MatthiasDammes schrieb:


> Curse (ohne o) ist doch aber Fluch



achso, ok dann mein Fehler. Dachte es wäre Kurs im Sinne von Route gewesen

dachte da wäre die Reise der Figuren zur Isla deMuerta (oder wie die Insel hieß wo der Schatz lag) gemeint


----------



## Worrel (9. September 2017)

LOX-TT schrieb:


> der Fluch kam im englischen Titel nie vor, auch nicht im 1. Teil  der hieß nämlich "Course of the Black Pearl" was sich auf Hector Barbossas (und später Jack Sparrows) Schiff bezieht, auf deutsch wäre das dann "Der Kurs der Schwarzen Perle", da das ein Eigenname ist, wäre schwarze auch groß.


OK, aber da "Black Pearl" ein Eigenname ist, wird der nicht übersetzt und daher wäre ein korrekter deutscher Titel:
_"Piraten der Karibik: Der Fluch der Black Pearl"_


----------



## Wutruus (9. September 2017)

### ARBEITSAUFTRAG:
Gib den Forenausschnitt über den deutschen Filmtitel oben vollständig und Wort für Wort wieder.

### AUSZÜGE DER AUFLISTUNG:

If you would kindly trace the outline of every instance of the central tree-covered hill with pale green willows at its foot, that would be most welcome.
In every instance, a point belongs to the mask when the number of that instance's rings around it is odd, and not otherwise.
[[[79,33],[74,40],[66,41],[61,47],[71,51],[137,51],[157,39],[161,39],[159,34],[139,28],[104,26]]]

--

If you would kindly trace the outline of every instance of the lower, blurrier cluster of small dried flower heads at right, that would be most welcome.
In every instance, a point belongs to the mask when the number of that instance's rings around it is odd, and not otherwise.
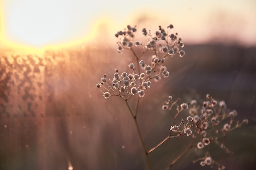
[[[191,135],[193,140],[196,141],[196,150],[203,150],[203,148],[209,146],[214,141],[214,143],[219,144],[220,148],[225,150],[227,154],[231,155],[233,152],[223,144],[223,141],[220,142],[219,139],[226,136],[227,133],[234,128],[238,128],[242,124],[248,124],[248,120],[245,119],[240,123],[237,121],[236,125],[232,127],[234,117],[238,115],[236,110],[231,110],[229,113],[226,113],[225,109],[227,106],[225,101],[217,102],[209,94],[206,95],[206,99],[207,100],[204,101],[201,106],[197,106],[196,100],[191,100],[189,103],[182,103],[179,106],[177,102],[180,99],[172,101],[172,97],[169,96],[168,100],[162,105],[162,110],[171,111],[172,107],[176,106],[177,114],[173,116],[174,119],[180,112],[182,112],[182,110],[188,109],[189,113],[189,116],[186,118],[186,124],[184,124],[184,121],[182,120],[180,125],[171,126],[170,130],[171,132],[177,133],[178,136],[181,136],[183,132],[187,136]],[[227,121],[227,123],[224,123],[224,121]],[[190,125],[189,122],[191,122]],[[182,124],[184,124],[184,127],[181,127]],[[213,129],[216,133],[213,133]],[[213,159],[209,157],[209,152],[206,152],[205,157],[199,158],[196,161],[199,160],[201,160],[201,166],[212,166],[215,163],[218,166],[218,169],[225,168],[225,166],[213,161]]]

--

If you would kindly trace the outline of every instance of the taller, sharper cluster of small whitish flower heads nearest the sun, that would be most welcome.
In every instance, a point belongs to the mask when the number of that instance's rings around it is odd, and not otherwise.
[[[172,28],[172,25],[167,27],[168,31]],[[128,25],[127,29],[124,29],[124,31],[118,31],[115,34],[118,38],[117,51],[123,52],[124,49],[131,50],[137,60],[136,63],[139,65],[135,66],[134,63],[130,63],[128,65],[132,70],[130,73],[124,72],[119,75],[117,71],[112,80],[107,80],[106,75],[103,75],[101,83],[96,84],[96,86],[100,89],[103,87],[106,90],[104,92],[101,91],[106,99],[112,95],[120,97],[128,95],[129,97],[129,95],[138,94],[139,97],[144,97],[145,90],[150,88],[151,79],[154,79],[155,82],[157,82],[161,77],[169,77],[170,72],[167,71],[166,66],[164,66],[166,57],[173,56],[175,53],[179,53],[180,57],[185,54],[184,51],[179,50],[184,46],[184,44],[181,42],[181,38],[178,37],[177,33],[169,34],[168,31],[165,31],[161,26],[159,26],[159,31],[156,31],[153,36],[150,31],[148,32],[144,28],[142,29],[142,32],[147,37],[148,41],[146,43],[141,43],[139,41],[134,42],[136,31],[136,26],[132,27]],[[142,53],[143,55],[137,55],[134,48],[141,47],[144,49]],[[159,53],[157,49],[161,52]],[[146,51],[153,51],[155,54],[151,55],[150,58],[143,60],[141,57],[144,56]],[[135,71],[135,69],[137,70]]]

### LÖSUNG ZUR AUFGABE:
MatthiasDammes schrieb:


> Curse (ohne o) ist doch aber Fluch



achso, ok dann mein Fehler. Dachte es wäre Kurs im Sinne von Route gewesen

dachte da wäre die Reise der Figuren zur Isla deMuerta (oder wie die Insel hieß wo der Schatz lag) gemeint


----------



## Worrel (9. September 2017)

LOX-TT schrieb:


> der Fluch kam im englischen Titel nie vor, auch nicht im 1. Teil  der hieß nämlich "Course of the Black Pearl" was sich auf Hector Barbossas (und später Jack Sparrows) Schiff bezieht, auf deutsch wäre das dann "Der Kurs der Schwarzen Perle", da das ein Eigenname ist, wäre schwarze auch groß.


OK, aber da "Black Pearl" ein Eigenname ist, wird der nicht übersetzt und daher wäre ein korrekter deutscher Titel:
_"Piraten der Karibik: Der Fluch der Black Pearl"_


----------



## Wutruus (9. September 2017)